YOUR ASSIGNMENT:
What is needed here is an exact copy of every entry.

Records from a dataset:
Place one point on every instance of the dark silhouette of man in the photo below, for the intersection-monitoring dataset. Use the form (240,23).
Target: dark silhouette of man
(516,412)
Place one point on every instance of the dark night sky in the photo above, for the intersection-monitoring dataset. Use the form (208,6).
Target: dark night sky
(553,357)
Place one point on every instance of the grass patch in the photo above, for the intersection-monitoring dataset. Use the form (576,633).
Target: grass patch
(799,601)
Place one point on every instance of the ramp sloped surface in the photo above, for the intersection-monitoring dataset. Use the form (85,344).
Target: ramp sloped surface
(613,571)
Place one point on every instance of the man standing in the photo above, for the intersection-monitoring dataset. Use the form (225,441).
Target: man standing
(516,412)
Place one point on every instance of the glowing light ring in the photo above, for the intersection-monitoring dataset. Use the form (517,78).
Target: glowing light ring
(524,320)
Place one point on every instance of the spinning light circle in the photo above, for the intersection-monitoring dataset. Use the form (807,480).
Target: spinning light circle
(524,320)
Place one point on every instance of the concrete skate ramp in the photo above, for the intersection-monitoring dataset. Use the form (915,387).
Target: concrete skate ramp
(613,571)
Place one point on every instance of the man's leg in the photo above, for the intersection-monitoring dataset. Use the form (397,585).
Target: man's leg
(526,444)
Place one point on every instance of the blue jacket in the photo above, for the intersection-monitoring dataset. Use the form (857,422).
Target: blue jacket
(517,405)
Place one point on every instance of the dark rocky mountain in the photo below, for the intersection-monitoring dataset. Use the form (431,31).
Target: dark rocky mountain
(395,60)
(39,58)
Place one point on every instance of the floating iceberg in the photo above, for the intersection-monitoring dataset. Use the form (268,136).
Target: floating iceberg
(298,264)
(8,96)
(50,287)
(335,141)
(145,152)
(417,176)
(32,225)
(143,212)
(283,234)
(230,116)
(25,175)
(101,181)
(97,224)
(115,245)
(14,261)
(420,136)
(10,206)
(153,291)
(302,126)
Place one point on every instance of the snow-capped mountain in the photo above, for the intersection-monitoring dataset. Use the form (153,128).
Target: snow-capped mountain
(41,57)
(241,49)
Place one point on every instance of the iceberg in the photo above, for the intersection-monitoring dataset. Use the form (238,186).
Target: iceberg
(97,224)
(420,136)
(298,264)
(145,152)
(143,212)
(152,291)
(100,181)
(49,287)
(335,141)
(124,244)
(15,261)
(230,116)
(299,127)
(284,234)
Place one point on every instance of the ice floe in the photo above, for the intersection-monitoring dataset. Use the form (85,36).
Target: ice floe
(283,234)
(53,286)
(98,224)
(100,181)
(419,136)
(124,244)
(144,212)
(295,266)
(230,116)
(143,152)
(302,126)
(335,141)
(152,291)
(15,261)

FINISHED TASK:
Place one point on every instance of the dark silhouette of man in the photo below, for the intersection-monitoring dataset. Use the form (240,23).
Target: dark silhouette of man
(516,412)
Place one point on every instance of the dark night sky in the photo above, for the intersection-monitoring dataset. Use the form (208,6).
Target: dark night sky
(553,357)
Place one point on every instance of the grass patch in the photo above, for the intersection-monitoring dataset. Use the form (576,633).
Target: grass patch
(799,601)
Place one point on every instance of the ramp sloped surface in the photo above, for the intersection-monitoring dataset. Use the form (85,344).
Target: ramp sloped surface
(613,571)
Place one point on every instance of the man standing in the photo above, for the intersection-monitoring dataset. Use the form (225,441).
Target: man standing
(516,412)
Place one point on every instance of the glowing light ring in the photo above, for the intersection-monitoring dataset. Use the form (517,78).
Target: glowing light ring
(524,320)
Place one point on every instance of the spinning light circle in the photo above, for the intersection-monitoring dataset. Use the form (807,480).
Target: spinning light circle
(524,320)
Place one point on every instance of the concrete skate ramp in the photo above, for the intersection-monitoring dataset. Use the form (915,387).
Target: concrete skate ramp
(613,571)
Place one point on every instance of the man's leg in the photo above, for the intersection-monitoring dataset. Use the form (397,585).
Target: man's leg
(526,444)
Place one point on every instance of the blue jacket in the photo above, for the intersection-monitoring dataset. Use the form (857,422).
Target: blue jacket
(517,405)
Place one point on every instance of the dark rocky mountain in the photo below, for the intersection-monitoring dataset. Use the form (431,31).
Target: dark rocky mountain
(395,60)
(39,58)
Place one point on every instance of the floating iceberg in the photo above, for the intersection-monitoring dataset. Use the form (268,136).
Target: floating iceberg
(298,264)
(8,96)
(50,287)
(335,141)
(145,152)
(417,176)
(32,225)
(143,212)
(283,234)
(230,116)
(25,175)
(101,181)
(97,224)
(115,245)
(14,261)
(420,136)
(10,206)
(153,291)
(302,126)
Place one point on every instance of the snow-capped mountain in the photo above, for the intersection-monitoring dataset. Use the form (153,128).
Target: snow-capped mountain
(41,57)
(241,49)
Place one point on every instance of the iceberg in the photo above, for the intersection-monitoring dataset. Use the form (238,186).
Target: iceberg
(97,224)
(420,136)
(298,264)
(145,152)
(143,212)
(152,291)
(100,181)
(49,287)
(335,141)
(124,244)
(15,261)
(230,116)
(299,127)
(284,234)
Place one point on every instance of the ice floe in the photo above, for the intersection-monitoring dataset. Use the form (85,36).
Target: ice floe
(283,234)
(53,286)
(98,224)
(100,181)
(419,136)
(124,244)
(144,212)
(295,266)
(230,116)
(143,152)
(302,126)
(335,141)
(152,291)
(15,261)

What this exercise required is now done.